> **WORK ORDER**
Only lines with the word "dark" are needed; collect each of them from the listing below.

> **LISTED RECORDS**
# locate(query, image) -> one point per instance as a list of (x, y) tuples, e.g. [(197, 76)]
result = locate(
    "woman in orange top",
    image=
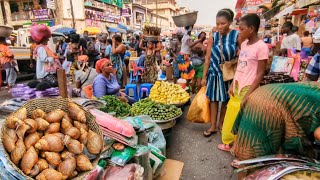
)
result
[(307, 43), (7, 63)]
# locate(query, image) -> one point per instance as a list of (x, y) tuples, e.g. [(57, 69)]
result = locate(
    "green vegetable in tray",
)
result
[(156, 111), (113, 104)]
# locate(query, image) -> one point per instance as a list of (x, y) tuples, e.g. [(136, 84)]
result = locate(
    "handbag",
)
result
[(228, 68)]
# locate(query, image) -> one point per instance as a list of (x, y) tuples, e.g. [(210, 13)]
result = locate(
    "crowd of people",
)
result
[(254, 120)]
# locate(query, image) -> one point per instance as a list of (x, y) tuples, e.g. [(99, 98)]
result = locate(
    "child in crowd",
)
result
[(7, 62), (250, 71)]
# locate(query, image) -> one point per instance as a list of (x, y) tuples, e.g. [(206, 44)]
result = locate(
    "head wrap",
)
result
[(83, 58), (101, 63), (40, 32)]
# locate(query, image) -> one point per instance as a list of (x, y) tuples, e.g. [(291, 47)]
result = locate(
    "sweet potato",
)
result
[(29, 159), (50, 174), (38, 113), (9, 139), (18, 152), (67, 167), (31, 140), (50, 142), (55, 116), (76, 112)]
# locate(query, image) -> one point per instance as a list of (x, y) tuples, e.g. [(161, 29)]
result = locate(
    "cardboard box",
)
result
[(172, 170)]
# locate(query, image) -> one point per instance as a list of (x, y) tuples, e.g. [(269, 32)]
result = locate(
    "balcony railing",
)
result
[(20, 16)]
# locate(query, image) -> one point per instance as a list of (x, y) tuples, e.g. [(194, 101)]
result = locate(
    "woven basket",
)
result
[(47, 105)]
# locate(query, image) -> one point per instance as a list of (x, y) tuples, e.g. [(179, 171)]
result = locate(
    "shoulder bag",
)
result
[(228, 68)]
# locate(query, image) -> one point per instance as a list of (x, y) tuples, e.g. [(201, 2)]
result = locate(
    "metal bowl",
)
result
[(5, 31), (184, 20)]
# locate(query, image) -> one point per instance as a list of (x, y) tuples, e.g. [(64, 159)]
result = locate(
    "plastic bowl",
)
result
[(184, 20)]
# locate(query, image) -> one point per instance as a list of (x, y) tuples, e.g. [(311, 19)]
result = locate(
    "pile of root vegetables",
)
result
[(52, 145)]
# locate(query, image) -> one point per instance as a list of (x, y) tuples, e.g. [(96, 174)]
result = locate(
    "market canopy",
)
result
[(116, 30), (92, 30)]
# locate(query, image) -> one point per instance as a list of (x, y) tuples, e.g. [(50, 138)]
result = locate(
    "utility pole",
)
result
[(72, 14)]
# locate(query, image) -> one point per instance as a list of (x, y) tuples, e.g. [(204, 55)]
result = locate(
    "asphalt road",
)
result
[(202, 159)]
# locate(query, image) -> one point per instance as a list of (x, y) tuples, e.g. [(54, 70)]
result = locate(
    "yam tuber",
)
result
[(29, 159), (50, 142), (72, 145), (68, 118), (21, 114), (94, 143), (66, 155), (18, 152), (31, 140), (22, 129), (80, 125), (33, 124), (55, 116), (52, 158), (42, 164), (76, 112), (34, 171), (67, 167), (53, 128), (9, 139), (83, 163), (83, 136), (73, 132), (42, 124), (38, 113), (50, 174), (13, 122)]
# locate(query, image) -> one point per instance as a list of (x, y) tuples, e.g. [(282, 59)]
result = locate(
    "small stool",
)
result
[(146, 85), (135, 91), (142, 90)]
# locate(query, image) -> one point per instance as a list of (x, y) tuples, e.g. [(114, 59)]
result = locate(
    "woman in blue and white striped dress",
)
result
[(212, 75)]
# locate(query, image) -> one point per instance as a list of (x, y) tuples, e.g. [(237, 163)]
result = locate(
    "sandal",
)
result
[(224, 147), (234, 164), (208, 133)]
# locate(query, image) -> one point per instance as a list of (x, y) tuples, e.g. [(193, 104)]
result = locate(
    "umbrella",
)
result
[(65, 30), (92, 30)]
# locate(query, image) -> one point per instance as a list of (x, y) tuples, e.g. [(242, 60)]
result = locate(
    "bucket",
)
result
[(182, 83)]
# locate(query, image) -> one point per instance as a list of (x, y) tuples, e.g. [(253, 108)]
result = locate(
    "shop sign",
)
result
[(118, 3), (126, 12), (42, 14), (254, 2), (51, 4)]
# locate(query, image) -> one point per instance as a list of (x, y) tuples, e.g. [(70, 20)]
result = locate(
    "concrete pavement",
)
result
[(202, 159)]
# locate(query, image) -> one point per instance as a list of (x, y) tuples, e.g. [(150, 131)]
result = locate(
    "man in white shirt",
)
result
[(292, 40)]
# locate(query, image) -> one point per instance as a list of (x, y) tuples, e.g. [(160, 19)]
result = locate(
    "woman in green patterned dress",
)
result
[(278, 118)]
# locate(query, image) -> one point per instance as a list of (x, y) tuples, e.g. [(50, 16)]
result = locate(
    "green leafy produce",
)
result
[(156, 111), (113, 104)]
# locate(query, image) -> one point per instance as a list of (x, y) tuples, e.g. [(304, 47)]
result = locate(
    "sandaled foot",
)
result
[(235, 164), (208, 133), (224, 147)]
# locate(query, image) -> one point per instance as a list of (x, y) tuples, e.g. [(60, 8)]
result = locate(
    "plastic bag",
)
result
[(199, 111)]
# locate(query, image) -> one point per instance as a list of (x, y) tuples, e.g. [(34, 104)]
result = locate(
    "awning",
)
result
[(286, 11), (300, 11), (121, 26)]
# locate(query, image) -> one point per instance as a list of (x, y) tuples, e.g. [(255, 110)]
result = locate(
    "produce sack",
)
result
[(199, 111)]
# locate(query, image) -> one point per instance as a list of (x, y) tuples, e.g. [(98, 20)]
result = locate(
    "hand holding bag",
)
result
[(228, 68)]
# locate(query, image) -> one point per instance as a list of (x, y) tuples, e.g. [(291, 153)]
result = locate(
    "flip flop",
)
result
[(208, 133), (234, 164), (224, 147)]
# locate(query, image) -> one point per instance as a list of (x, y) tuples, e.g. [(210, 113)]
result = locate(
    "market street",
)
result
[(202, 159)]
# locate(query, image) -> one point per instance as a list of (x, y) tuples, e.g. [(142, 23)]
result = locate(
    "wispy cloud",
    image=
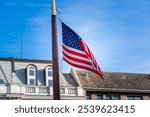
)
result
[(35, 5)]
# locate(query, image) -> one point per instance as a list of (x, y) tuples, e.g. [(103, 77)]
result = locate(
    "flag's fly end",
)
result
[(77, 53), (53, 7)]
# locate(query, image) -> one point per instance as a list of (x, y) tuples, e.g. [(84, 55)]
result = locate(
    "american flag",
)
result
[(77, 53)]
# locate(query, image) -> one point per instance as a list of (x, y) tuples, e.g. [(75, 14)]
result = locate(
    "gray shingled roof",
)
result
[(115, 80)]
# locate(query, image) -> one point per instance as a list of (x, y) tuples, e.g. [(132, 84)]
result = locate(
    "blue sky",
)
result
[(117, 31)]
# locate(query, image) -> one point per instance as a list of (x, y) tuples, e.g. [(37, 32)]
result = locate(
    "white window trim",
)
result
[(31, 77)]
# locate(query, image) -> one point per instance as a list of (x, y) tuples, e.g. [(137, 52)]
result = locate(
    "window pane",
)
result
[(32, 82), (99, 97), (138, 98), (50, 82), (108, 97), (31, 72), (49, 73), (116, 97)]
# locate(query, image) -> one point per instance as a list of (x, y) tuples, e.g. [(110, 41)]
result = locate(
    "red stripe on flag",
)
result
[(83, 67), (77, 60)]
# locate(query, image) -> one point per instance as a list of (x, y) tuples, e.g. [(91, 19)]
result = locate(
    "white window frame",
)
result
[(48, 68), (29, 77)]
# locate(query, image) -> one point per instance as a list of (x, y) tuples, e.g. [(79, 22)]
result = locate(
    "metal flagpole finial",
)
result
[(53, 7)]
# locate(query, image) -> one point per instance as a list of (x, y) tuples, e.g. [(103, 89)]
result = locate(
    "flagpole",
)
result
[(56, 87)]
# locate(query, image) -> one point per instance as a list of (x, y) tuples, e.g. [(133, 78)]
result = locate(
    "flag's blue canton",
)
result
[(70, 38)]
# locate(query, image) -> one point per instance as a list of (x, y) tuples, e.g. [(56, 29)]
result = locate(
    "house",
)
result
[(32, 79)]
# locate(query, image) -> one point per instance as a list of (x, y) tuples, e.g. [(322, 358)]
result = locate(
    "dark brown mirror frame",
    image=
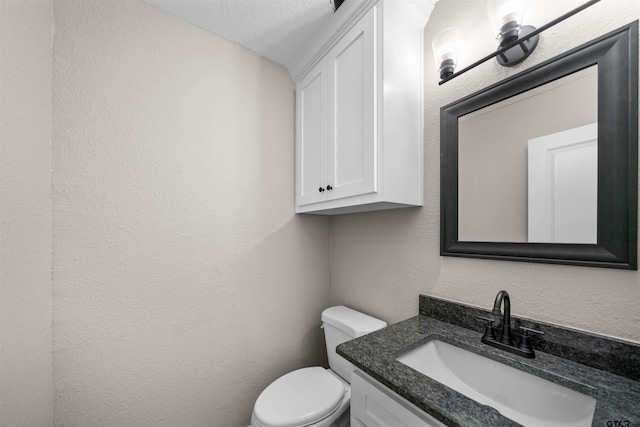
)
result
[(616, 55)]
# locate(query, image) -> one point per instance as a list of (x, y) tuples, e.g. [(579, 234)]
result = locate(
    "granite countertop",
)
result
[(618, 397)]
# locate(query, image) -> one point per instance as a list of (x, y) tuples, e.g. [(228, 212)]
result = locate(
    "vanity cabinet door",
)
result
[(374, 405)]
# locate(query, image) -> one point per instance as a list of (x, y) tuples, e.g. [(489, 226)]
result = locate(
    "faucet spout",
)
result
[(503, 299)]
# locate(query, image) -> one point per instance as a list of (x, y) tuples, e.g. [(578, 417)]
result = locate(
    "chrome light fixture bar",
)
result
[(512, 50)]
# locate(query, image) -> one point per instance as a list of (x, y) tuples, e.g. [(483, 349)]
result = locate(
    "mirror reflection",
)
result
[(528, 165)]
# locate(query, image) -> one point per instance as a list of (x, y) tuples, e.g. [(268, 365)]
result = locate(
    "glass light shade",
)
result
[(506, 18), (446, 46)]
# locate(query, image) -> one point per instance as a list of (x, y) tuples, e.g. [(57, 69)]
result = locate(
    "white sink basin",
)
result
[(522, 397)]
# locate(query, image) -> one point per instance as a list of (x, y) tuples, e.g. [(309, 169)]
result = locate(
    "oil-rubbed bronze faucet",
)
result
[(505, 341)]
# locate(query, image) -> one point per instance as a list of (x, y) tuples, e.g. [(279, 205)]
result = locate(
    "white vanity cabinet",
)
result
[(359, 136), (374, 405)]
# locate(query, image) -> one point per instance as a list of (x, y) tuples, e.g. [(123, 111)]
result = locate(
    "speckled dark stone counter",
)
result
[(618, 397)]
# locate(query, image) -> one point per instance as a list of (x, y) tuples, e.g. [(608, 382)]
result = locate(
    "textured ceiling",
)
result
[(276, 29)]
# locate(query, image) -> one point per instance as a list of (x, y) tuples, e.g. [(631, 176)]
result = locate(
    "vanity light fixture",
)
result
[(506, 17), (516, 42), (446, 46)]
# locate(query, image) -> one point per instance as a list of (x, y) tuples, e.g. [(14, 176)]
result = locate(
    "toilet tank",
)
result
[(343, 324)]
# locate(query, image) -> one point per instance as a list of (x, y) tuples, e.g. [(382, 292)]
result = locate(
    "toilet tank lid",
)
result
[(350, 321)]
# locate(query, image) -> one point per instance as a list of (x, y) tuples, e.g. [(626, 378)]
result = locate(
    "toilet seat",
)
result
[(299, 398)]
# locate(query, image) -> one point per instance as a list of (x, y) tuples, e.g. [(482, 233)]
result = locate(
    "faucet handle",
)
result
[(489, 320), (525, 331)]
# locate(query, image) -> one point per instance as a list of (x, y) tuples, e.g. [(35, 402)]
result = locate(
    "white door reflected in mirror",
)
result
[(563, 182)]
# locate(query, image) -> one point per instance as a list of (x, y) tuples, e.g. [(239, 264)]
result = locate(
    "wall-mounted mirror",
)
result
[(542, 167)]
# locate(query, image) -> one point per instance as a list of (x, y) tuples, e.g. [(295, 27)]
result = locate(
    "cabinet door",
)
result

> **FINISHED TASK**
    "dark brown mirror frame",
    "speckled dark stone counter",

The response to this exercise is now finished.